You can see pics and buy the pack at http://crosscreektrading.com/quikpacker.htm. Make sure you set it up in you living room a couple of times before you get into the woods. It takes a few minutes to set it up the first few times, but after that it is pretty easy.

Have a good trip and write if you have any questions.

Ethan


----------



## ToddG (Nov 29, 2003)

The best, cheapest, & easiest solution:

1. go to K-mart & spend $3 dollars on a 6 foot "fun noodle" pool toy. 

2. find a 12 foot cam strap. 

3. cut the noodle into 2 3-ft. segments.

4. run the tail end of cam strap thru one segment, but don't run it the entire way to the cam.

5. run the same tail end either through the holes in the back of your seat or the accesory cord loops at the back of your seat, from the near side of the seat across to the other side. 

6. once the strap is through your seat anchors, run the same tail end thru the second noodle segment.

7. join the tail end with the cam down at the stern grabloop of your boat, & center the the noodle segments such that they are fitted up against the back of your seat inside your cockpit. 

8. adjust the strap using the cam (you want the boat to sit high so that you don't kick your stern with your achille's every step).

9. BONUS: take the rescue belt off your rescue vest & run it through the security loops on the deck of your boat. you will use this as a "sternum strap", which will pull the ass end of your boat in tight to your back. 

this method freakin' works & is super cheap & the most comfortable thing i've ever tried for hiking your boat long distances. it is also cool because you don't have to really disassemble it. simply undo the cam connection & jam both noodle segments (with the strap still through them) into the stern of your boat. 

feel free to hit me up with questions ..

late,
tg


----------



## Livingston (Jan 8, 2004)
......
Continue the forum thread above about carrying a boat on your back, starting after its final line.

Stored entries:
......
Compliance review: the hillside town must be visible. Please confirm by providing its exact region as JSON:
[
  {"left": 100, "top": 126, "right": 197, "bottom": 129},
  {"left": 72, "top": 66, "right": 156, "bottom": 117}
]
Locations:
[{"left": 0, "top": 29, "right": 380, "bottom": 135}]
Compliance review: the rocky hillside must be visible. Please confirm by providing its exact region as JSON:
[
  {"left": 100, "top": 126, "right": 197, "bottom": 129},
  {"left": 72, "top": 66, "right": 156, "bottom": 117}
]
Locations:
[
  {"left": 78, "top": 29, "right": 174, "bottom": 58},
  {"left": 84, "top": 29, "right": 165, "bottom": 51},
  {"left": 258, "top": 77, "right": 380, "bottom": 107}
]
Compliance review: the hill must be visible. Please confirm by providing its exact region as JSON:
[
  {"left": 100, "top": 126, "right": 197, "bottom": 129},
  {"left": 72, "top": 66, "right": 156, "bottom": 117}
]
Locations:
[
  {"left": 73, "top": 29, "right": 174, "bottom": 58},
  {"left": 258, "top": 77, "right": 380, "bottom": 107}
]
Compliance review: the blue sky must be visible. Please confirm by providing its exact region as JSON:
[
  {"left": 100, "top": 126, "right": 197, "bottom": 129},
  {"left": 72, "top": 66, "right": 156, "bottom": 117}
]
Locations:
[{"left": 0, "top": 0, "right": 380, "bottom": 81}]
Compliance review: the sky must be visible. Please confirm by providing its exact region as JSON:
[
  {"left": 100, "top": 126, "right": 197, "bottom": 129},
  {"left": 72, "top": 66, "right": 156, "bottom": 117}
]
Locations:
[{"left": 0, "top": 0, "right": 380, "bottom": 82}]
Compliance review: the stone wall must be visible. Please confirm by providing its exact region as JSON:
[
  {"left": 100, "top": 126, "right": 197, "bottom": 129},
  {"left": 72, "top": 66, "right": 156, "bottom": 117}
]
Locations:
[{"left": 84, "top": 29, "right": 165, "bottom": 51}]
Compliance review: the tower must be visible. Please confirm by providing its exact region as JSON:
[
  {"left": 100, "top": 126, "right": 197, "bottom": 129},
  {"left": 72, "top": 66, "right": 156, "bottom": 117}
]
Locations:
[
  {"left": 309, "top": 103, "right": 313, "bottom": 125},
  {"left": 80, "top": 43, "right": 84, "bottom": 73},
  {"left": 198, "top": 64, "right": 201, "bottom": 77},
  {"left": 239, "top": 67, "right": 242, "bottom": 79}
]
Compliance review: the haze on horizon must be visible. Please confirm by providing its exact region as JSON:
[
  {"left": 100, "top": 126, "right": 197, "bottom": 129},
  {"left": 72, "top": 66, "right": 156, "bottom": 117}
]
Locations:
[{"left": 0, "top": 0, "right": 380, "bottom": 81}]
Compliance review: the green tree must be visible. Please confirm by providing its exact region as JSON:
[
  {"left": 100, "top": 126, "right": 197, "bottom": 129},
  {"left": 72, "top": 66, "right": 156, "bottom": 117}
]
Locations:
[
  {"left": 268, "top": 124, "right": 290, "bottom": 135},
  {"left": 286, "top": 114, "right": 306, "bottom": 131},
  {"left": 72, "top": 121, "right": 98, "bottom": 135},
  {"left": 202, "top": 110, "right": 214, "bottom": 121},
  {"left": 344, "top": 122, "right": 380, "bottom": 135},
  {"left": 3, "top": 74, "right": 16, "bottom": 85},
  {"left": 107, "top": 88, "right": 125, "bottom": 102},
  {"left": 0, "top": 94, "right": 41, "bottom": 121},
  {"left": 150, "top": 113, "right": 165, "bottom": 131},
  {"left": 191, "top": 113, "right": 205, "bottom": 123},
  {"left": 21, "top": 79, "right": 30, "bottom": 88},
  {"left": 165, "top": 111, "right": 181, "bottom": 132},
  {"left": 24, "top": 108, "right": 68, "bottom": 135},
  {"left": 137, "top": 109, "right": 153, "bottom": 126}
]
......
OUTPUT FOR THIS EXERCISE:
*the craw...*

I think the Craw (Marty Cronin) sell his craws for ~$40. It is light and pretty small (grapefruit sized). I haven't use mine yet so I can't comment of comfort or practicality but it looks right. He is out of town now, and out of cell range, but I believe he is getting a bunch made to take to Gauley. He lives in Boulder.
-Darren


----------



## mfrench (Dec 2, 2003)

Thanks for the resposes guys. I think that Craw thing will be my best bet... Plus the price is good. Anyone know how I can get ahold of Marty, and when he might be back? Thanks again.

Mike


----------



## erdvm1 (Oct 17, 2003)

Craw is out of town until Monday. Post your number and he'll get back to you ASAP. He'll check mountainbuzz before he'll say hi to his wife after a vacation.
PS I have a CRAW and love it. Used it to hike into lime creek this year.


----------



## mfrench (Dec 2, 2003)

Thanks guy for the info. Marty (The Craw) please give me a call. My cell is 303-947-2485. I live near Golden and could meet up anywhere. Perhaps at the Golden Kayak park or something. Look forward to talking.

Mike


----------



## thecraw (Oct 12, 2003)

Mike,

Just tried to catch yeah, but give me a holler at 303-517-2621.

I think I have like 5 left. I made a bunch of them earlier this summer, but was surprised the other day to notice that they are almost all gone.

I am making another batch to sell at Gauley.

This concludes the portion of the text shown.